### Input for this task

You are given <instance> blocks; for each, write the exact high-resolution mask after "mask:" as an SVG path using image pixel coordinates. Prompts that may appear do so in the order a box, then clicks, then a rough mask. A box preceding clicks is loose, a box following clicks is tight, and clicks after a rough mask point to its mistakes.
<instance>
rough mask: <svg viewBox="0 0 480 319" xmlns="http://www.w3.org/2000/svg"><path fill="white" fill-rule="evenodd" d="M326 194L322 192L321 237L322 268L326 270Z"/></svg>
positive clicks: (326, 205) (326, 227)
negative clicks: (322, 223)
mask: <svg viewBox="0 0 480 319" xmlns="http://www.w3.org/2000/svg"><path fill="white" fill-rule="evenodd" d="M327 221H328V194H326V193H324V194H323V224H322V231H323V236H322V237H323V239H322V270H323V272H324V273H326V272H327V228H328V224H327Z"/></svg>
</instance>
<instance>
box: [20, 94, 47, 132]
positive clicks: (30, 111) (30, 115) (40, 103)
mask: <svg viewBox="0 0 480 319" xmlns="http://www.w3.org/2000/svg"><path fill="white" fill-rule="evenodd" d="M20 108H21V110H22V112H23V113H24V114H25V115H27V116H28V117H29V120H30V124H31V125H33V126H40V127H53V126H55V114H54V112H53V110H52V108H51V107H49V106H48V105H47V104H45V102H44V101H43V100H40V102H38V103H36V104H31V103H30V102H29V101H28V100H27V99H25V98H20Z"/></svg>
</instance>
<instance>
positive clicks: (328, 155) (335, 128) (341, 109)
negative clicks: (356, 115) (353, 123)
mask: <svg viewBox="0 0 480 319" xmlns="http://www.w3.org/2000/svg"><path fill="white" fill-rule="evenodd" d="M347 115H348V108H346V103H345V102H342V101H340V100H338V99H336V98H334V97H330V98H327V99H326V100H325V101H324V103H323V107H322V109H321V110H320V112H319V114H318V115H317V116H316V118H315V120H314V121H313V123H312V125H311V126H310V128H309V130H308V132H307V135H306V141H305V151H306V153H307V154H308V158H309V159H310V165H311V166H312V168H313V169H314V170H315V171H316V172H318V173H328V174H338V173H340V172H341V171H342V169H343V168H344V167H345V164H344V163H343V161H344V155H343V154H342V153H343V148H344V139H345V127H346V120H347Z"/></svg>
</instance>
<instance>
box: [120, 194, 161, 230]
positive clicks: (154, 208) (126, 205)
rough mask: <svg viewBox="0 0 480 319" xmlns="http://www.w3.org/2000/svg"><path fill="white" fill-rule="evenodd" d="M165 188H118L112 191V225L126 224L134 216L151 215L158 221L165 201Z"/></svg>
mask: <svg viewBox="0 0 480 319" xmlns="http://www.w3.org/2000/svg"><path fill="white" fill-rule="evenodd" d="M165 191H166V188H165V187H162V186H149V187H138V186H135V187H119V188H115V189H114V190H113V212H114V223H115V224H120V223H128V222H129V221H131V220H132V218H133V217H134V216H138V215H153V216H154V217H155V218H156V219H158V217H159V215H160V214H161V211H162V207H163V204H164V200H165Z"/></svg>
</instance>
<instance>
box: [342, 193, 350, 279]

######

Task directions: Print the full listing verbatim. Leave nothing out.

Expected answer:
You are given <instance> blocks; for each, write the exact high-resolution mask after "mask:" as an SVG path using image pixel coordinates. Prompts that may appear do so in the order a box, then clicks, then a rough mask. A box preceding clicks is loose, a box following clicks is tight, and clicks after a rough mask point to its mistakes.
<instance>
rough mask: <svg viewBox="0 0 480 319" xmlns="http://www.w3.org/2000/svg"><path fill="white" fill-rule="evenodd" d="M326 194L322 192L321 237L322 268L326 270Z"/></svg>
positive clicks: (326, 205) (326, 227)
negative clicks: (322, 223)
mask: <svg viewBox="0 0 480 319" xmlns="http://www.w3.org/2000/svg"><path fill="white" fill-rule="evenodd" d="M327 221H328V194H326V193H324V194H323V224H322V231H323V236H322V237H323V239H322V270H323V272H324V273H326V272H327V228H328V224H327Z"/></svg>
</instance>
<instance>
box: [20, 94, 47, 132]
positive clicks: (30, 111) (30, 115) (40, 103)
mask: <svg viewBox="0 0 480 319" xmlns="http://www.w3.org/2000/svg"><path fill="white" fill-rule="evenodd" d="M20 108H21V110H22V112H23V113H24V114H25V115H27V116H28V117H29V120H30V124H31V125H33V126H40V127H53V126H55V114H54V112H53V110H52V108H51V107H49V106H48V105H47V104H45V102H44V101H43V100H40V102H38V103H36V104H31V103H30V102H29V101H28V100H27V99H25V98H20Z"/></svg>
</instance>
<instance>
positive clicks: (328, 155) (335, 128) (341, 109)
negative clicks: (356, 115) (353, 123)
mask: <svg viewBox="0 0 480 319" xmlns="http://www.w3.org/2000/svg"><path fill="white" fill-rule="evenodd" d="M347 115H348V108H346V103H345V102H342V101H340V100H338V99H336V98H334V97H330V98H327V99H326V100H325V101H324V103H323V107H322V109H321V110H320V112H319V114H318V115H317V116H316V118H315V120H314V121H313V123H312V125H311V126H310V128H309V130H308V132H307V135H306V141H305V151H306V153H307V154H308V158H309V159H310V165H311V166H312V168H313V169H314V170H315V171H316V172H318V173H328V174H338V173H340V172H341V171H342V169H343V168H344V167H345V164H344V163H343V161H344V155H343V154H342V153H343V148H344V139H345V127H346V120H347Z"/></svg>
</instance>
<instance>
box: [120, 194, 161, 230]
positive clicks: (154, 208) (126, 205)
rough mask: <svg viewBox="0 0 480 319" xmlns="http://www.w3.org/2000/svg"><path fill="white" fill-rule="evenodd" d="M165 188H118L112 191V225L126 224L134 216L151 215L158 221L165 201Z"/></svg>
mask: <svg viewBox="0 0 480 319" xmlns="http://www.w3.org/2000/svg"><path fill="white" fill-rule="evenodd" d="M165 191H166V188H165V187H162V186H149V187H138V186H135V187H119V188H115V189H114V190H113V212H114V223H115V224H120V223H128V222H129V221H131V220H132V218H133V217H134V216H138V215H153V216H154V217H155V218H156V219H158V217H159V215H160V214H161V211H162V207H163V204H164V200H165Z"/></svg>
</instance>
<instance>
box: [342, 193, 350, 279]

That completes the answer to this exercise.